[[ EXERCISE TEXT open ]]
Field

[0001] The present invention concerns a catheter that can be bent in any direction without the need to rotate the catheter.

Description of related art [0001] Catheters science allows entering arteries and veins and carrying out diagnostic procedures (angiography...) and therapeutic manipulations (drugs perfusion, embolization, recanalizations...). The arterial and venous system is highly bi- or multi-furcated. Furthermore, most arteries and veins present with natural curves which can be exaggerated by arteriosclerosis. [0002] Catheters currently on the market have a fixed design: straight, bent, doubly bent. This design can be altered by the coaxial insertion of a guide more rigid than the catheter shaft or by adaptation of the flexible shaft to the vessel curve.
[[ EXERCISE TEXT closed ]]
## REQUIRED ACTIONS:
#1 According to the catheter passage, what fixed designs do catheters currently on the market have?
#2 Please rewrite as a short bulleted list the paragraph of the catheter passage that begins "Catheters science allows entering arteries and veins", keeping its main facts.
The records have nothing to do with the catheter passage.
[[ PROVIDED INFORMATION open ]]
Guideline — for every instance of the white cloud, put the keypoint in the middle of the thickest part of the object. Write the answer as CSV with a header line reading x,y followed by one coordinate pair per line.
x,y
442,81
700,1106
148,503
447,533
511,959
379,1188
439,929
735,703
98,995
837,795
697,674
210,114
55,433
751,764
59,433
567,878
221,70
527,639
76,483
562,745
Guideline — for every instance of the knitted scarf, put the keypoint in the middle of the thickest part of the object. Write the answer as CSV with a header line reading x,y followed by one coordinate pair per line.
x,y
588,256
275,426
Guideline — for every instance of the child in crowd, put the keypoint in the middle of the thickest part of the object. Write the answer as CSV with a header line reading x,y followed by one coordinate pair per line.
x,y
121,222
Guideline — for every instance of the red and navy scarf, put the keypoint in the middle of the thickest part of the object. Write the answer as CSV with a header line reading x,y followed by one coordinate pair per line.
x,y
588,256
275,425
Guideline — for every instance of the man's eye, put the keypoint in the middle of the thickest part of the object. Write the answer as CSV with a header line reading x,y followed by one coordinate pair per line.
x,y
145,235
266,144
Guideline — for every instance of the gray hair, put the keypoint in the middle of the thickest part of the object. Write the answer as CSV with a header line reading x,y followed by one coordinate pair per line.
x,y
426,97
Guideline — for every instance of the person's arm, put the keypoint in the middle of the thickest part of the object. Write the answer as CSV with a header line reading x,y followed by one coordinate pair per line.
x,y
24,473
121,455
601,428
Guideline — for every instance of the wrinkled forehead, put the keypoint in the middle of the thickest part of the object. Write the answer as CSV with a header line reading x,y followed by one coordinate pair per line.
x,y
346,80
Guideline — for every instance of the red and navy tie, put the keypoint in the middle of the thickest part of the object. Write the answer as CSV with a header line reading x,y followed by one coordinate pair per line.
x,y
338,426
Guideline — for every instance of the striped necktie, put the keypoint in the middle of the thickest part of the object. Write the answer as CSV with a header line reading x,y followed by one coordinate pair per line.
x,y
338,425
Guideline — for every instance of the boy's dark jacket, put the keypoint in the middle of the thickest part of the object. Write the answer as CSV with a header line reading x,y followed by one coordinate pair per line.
[[ PROVIDED INFORMATION closed ]]
## ANSWERS BY ITEM:
#1 Straight, bent, or doubly bent.

#2
- Catheters allow entry into arteries and veins for diagnostic procedures (such as angiography) and therapeutic manipulations (such as drug perfusion, embolization, and recanalization).
- The arterial and venous system is highly bi- or multi-furcated.
- Most arteries and veins have natural curves, which arteriosclerosis can exaggerate.